(Point labeling data from photos)
..........
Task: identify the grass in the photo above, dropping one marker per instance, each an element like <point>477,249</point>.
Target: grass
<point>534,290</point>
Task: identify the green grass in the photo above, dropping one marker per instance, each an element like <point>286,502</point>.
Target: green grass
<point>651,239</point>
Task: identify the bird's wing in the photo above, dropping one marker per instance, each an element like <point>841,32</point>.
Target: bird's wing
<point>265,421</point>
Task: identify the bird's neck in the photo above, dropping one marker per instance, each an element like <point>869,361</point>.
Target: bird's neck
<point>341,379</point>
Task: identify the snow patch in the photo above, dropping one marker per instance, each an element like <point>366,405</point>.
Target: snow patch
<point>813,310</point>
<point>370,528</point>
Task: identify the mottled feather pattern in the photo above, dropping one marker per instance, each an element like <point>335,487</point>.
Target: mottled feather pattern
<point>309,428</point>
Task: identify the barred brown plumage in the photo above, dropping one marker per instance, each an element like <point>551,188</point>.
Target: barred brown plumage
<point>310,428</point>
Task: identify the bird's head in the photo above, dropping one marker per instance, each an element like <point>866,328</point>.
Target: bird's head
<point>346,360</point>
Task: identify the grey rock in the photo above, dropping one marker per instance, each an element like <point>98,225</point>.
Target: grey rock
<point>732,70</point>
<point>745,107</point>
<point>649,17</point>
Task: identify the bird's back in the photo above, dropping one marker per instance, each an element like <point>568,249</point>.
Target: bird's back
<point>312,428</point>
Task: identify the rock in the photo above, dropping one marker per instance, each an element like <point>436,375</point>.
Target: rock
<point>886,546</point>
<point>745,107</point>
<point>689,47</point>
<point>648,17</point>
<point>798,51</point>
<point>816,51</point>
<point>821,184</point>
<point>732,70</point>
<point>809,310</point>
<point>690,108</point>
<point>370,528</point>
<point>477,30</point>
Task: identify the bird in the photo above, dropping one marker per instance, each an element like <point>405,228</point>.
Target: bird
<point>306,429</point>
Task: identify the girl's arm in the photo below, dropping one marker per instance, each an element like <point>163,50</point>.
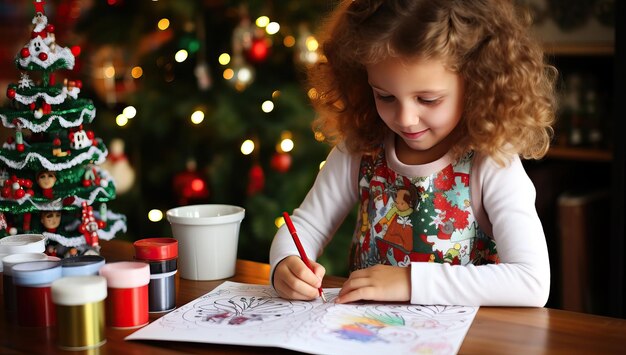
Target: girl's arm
<point>324,208</point>
<point>523,276</point>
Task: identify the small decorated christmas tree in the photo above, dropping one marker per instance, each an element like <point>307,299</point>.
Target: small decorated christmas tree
<point>50,177</point>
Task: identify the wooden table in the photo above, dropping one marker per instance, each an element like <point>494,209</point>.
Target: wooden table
<point>504,330</point>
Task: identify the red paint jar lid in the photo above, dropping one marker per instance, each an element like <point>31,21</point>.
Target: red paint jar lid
<point>156,249</point>
<point>126,274</point>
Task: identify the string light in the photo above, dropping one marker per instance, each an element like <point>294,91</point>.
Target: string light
<point>228,74</point>
<point>155,215</point>
<point>121,120</point>
<point>286,145</point>
<point>181,56</point>
<point>109,72</point>
<point>129,112</point>
<point>197,117</point>
<point>272,28</point>
<point>163,24</point>
<point>247,147</point>
<point>262,21</point>
<point>224,59</point>
<point>136,72</point>
<point>267,106</point>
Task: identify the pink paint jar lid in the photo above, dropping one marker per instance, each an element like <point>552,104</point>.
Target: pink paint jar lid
<point>126,274</point>
<point>156,249</point>
<point>79,290</point>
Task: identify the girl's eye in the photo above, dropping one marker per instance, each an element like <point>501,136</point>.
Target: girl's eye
<point>428,101</point>
<point>384,98</point>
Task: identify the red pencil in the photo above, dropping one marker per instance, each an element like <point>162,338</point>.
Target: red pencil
<point>296,240</point>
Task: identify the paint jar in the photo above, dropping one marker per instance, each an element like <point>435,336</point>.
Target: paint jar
<point>79,303</point>
<point>161,254</point>
<point>22,243</point>
<point>127,293</point>
<point>8,288</point>
<point>83,265</point>
<point>33,295</point>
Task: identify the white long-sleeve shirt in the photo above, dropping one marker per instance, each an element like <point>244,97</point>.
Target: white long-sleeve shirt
<point>503,201</point>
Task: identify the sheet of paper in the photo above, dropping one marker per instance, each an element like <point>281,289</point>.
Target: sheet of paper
<point>246,314</point>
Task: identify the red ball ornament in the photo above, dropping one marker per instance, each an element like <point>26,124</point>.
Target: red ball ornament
<point>258,50</point>
<point>281,162</point>
<point>27,183</point>
<point>19,193</point>
<point>256,180</point>
<point>75,51</point>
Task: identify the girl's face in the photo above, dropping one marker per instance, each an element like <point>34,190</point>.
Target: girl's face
<point>422,102</point>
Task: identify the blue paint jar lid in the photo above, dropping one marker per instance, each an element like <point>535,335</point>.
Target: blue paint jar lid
<point>83,265</point>
<point>36,273</point>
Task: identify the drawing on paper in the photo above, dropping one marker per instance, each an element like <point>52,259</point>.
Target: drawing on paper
<point>245,314</point>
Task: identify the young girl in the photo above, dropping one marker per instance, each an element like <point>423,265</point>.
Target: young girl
<point>444,97</point>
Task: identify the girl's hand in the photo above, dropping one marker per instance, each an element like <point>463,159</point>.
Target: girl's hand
<point>294,280</point>
<point>377,283</point>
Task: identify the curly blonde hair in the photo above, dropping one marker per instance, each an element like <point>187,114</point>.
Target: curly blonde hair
<point>509,102</point>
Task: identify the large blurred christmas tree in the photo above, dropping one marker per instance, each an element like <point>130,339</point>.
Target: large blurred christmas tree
<point>209,101</point>
<point>49,162</point>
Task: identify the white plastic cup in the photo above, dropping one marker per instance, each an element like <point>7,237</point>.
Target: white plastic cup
<point>207,240</point>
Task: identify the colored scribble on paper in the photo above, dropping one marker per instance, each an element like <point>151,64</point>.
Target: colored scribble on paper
<point>225,308</point>
<point>254,315</point>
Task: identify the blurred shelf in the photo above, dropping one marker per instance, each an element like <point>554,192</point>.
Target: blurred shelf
<point>583,154</point>
<point>575,49</point>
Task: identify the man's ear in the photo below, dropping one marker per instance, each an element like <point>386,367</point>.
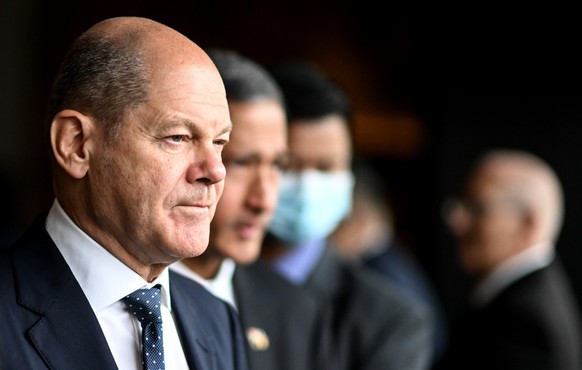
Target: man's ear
<point>72,134</point>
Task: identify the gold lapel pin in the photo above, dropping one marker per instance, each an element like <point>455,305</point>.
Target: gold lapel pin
<point>258,339</point>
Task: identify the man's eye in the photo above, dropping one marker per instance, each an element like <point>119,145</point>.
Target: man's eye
<point>177,138</point>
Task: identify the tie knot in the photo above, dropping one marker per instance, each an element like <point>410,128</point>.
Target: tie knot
<point>145,304</point>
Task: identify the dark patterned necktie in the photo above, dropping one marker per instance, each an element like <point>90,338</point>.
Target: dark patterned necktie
<point>145,305</point>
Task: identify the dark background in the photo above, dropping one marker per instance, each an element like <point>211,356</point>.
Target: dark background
<point>431,86</point>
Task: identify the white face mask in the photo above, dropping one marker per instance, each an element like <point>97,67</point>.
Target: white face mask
<point>311,204</point>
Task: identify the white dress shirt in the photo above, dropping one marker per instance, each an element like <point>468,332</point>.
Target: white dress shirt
<point>531,259</point>
<point>105,280</point>
<point>220,285</point>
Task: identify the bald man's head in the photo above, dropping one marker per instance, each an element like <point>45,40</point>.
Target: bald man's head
<point>110,68</point>
<point>511,201</point>
<point>530,183</point>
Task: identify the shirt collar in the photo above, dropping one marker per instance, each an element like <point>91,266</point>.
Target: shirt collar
<point>531,259</point>
<point>103,278</point>
<point>298,261</point>
<point>220,285</point>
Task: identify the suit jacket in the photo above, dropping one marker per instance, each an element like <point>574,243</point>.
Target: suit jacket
<point>533,324</point>
<point>375,325</point>
<point>289,317</point>
<point>48,322</point>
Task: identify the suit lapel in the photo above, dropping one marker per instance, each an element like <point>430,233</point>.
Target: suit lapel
<point>192,332</point>
<point>67,324</point>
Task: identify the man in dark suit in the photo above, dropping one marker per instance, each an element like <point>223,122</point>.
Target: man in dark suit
<point>522,313</point>
<point>137,120</point>
<point>374,325</point>
<point>282,324</point>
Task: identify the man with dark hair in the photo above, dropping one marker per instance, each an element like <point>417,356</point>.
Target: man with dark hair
<point>137,121</point>
<point>283,324</point>
<point>522,312</point>
<point>375,326</point>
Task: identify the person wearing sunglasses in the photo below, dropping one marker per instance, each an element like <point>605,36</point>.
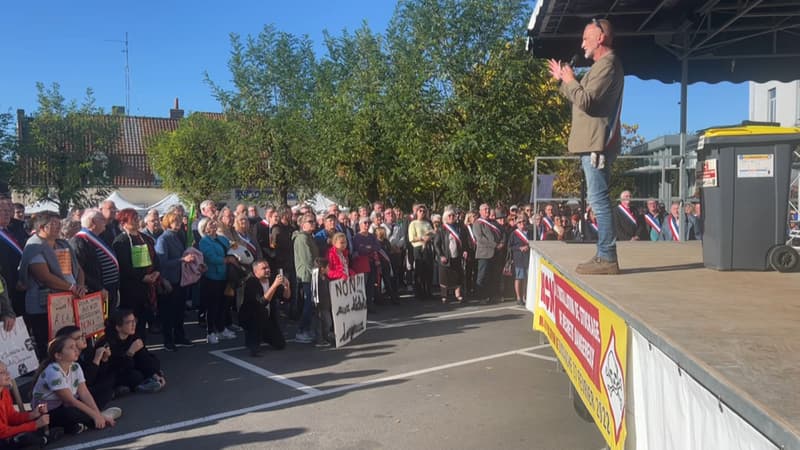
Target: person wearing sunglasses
<point>595,134</point>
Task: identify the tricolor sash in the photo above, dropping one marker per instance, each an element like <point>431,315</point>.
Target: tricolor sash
<point>627,213</point>
<point>548,223</point>
<point>11,241</point>
<point>452,233</point>
<point>91,238</point>
<point>248,244</point>
<point>471,235</point>
<point>653,222</point>
<point>491,225</point>
<point>674,229</point>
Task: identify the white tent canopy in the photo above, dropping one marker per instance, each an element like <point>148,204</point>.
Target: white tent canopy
<point>164,204</point>
<point>41,206</point>
<point>121,202</point>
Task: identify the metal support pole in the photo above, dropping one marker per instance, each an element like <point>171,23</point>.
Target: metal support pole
<point>535,184</point>
<point>682,160</point>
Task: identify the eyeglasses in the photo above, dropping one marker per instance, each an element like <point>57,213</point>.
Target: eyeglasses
<point>598,25</point>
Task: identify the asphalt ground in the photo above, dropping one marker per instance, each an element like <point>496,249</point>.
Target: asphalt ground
<point>423,375</point>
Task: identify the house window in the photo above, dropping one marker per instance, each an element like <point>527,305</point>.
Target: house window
<point>771,105</point>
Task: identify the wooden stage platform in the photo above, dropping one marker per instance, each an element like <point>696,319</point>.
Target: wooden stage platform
<point>737,333</point>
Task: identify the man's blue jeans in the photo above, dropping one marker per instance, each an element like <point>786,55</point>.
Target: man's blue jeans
<point>597,191</point>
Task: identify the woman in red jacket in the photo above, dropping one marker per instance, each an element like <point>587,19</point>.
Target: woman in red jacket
<point>339,258</point>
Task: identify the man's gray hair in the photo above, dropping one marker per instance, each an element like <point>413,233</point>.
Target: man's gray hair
<point>88,217</point>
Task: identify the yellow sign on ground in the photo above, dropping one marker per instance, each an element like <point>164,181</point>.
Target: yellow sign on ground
<point>592,344</point>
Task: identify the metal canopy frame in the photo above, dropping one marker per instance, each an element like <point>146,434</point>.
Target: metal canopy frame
<point>717,32</point>
<point>726,40</point>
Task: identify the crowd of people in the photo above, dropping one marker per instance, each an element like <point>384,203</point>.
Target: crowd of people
<point>244,273</point>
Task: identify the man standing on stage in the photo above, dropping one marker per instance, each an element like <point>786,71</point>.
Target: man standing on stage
<point>627,222</point>
<point>596,106</point>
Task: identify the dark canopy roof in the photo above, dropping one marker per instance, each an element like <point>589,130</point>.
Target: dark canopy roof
<point>724,40</point>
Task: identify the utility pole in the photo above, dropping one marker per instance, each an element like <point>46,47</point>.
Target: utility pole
<point>127,72</point>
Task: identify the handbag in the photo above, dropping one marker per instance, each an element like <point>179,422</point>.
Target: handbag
<point>508,269</point>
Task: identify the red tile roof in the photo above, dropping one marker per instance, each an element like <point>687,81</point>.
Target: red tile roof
<point>136,133</point>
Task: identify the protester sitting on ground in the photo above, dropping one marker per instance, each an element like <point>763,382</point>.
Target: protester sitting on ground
<point>132,364</point>
<point>22,429</point>
<point>520,252</point>
<point>93,360</point>
<point>339,258</point>
<point>60,384</point>
<point>259,314</point>
<point>48,265</point>
<point>139,269</point>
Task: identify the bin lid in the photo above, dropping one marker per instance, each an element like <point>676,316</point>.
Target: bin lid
<point>751,134</point>
<point>749,130</point>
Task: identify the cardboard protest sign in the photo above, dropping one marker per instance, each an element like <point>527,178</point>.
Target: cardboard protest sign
<point>349,308</point>
<point>89,313</point>
<point>60,312</point>
<point>17,350</point>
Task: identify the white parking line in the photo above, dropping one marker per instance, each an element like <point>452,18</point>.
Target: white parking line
<point>288,401</point>
<point>382,325</point>
<point>263,372</point>
<point>538,356</point>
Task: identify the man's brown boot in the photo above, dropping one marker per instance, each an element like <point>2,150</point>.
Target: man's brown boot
<point>598,266</point>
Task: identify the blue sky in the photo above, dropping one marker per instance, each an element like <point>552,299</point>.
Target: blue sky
<point>173,42</point>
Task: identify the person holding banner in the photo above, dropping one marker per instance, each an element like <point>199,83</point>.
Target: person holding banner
<point>96,258</point>
<point>449,248</point>
<point>138,269</point>
<point>48,264</point>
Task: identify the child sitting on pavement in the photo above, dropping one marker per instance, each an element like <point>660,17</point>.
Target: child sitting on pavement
<point>20,429</point>
<point>60,384</point>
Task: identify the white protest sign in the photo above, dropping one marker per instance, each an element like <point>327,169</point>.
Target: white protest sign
<point>349,308</point>
<point>16,349</point>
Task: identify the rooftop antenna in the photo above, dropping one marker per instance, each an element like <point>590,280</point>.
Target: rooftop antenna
<point>127,72</point>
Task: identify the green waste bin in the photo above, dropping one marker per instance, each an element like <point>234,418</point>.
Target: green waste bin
<point>744,175</point>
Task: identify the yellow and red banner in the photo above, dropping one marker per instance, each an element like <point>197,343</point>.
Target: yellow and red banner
<point>591,342</point>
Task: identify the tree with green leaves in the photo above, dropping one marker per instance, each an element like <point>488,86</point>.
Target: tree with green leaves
<point>66,151</point>
<point>8,146</point>
<point>268,109</point>
<point>353,157</point>
<point>196,161</point>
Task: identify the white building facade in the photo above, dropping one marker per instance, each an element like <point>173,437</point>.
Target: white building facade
<point>775,102</point>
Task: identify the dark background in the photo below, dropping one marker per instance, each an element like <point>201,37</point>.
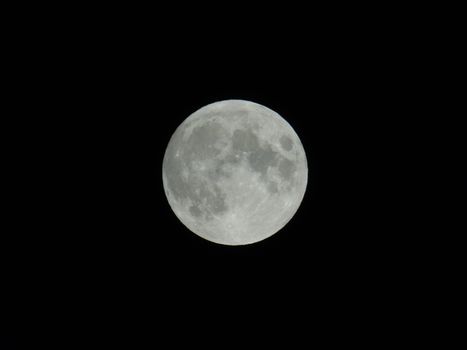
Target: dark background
<point>375,248</point>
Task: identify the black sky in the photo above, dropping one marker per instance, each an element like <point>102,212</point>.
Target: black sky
<point>367,250</point>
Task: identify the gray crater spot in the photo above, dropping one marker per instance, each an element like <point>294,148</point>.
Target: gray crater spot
<point>244,140</point>
<point>202,142</point>
<point>286,168</point>
<point>262,158</point>
<point>286,142</point>
<point>195,211</point>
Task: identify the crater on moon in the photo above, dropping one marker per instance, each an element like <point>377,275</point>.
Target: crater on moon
<point>229,175</point>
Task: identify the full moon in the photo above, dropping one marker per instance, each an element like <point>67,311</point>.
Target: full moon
<point>234,172</point>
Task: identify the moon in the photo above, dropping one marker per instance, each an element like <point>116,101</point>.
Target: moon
<point>234,172</point>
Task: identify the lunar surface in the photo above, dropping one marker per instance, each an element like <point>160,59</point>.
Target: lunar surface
<point>234,172</point>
..........
* _Task statement_
Copy the lines from the one holding "Task: identify the man's eye" through the one holding "<point>145,304</point>", inclusive, swapping "tie knot" for "necktie knot" and leaving all else unchanged.

* _Output for this task_
Task: identify the man's eye in the photo above, dropping one marker per instance, each an element like <point>119,145</point>.
Target: man's eye
<point>177,138</point>
Task: identify the necktie knot in the photo above, dropping one marker per instance, each an element like <point>410,128</point>.
Target: necktie knot
<point>145,304</point>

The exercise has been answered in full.